Nice, I got that same email that day too I believe..
Now I just need to send in 2 letters of reference. Simple enough.


----------



## Gunshark (3 Dec 2012)

AceOfSpades said:
			
		

> I am applying for to Air Weapons System Technician, Artillery Soldier-Air Defence, and Supply Technician. Very random mix I know, I just looked up what they do and they seemed really interesting and something I could do.



Nice, good luck dude!


----------



## AceOfSpades (3 Dec 2012)

B.Dias said:
			
		

> Nice, I got that same email that day too I believe..
> Now I just need to send in 2 letters of reference. Simple enough.


Damn I haven't gotten anything about a cover letter yet.


----------



## BrendenDias (3 Dec 2012)

AceOfSpades said:
			
		

> Damn I haven't gotten anything about a cover letter yet.



I don't think it's a cover letter.. you get 2 people (I have my boss and a teacher) write a reference letter for you.


----------



## Gunshark (4 Dec 2012)

You sure about the letters? I thought they just ask for reference contacts.


----------



## mariomike (4 Dec 2012)

"Letter of Reference?":
http://forums.army.ca/forums/threads/104238.0


----------



## Timberwolf (4 Dec 2012)

You don't need to include letters of reference. In fact, they don't even ask for it. 

You probably just saw it on the DND website that shows the progress of your application, right?


----------



## BrendenDias (4 Dec 2012)

Yeah It said "required" on that gov site where you see your status for your application...


----------



## Gunshark (4 Dec 2012)

I applied in July 2012 and never had to submit reference letters. What you WILL need are professional reference contacts (from school, work, etc), and other contacts who can confirm your employment etc. The forms and the email you get make everything clear.


----------



## Timberwolf (4 Dec 2012)

B.Dias said:
			
		

> Yeah It said "required" on that gov site where you see your status for your application...

Problem details: In the forum thread, copy the part starting at "You don't need" and ending at "BrendenDias (4 Dec 2012)", but swap "DND website" for "government website".

Extracted material:
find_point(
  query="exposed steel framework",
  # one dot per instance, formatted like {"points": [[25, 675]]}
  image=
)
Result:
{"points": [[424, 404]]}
--
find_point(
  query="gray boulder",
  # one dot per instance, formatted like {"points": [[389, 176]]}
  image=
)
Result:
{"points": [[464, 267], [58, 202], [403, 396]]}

Response area:
You don't need to include letters of reference. In fact, they don't even ask for it. 

You probably just saw it on the government website that shows the progress of your application, right?


----------



## BrendenDias (4 Dec 2012)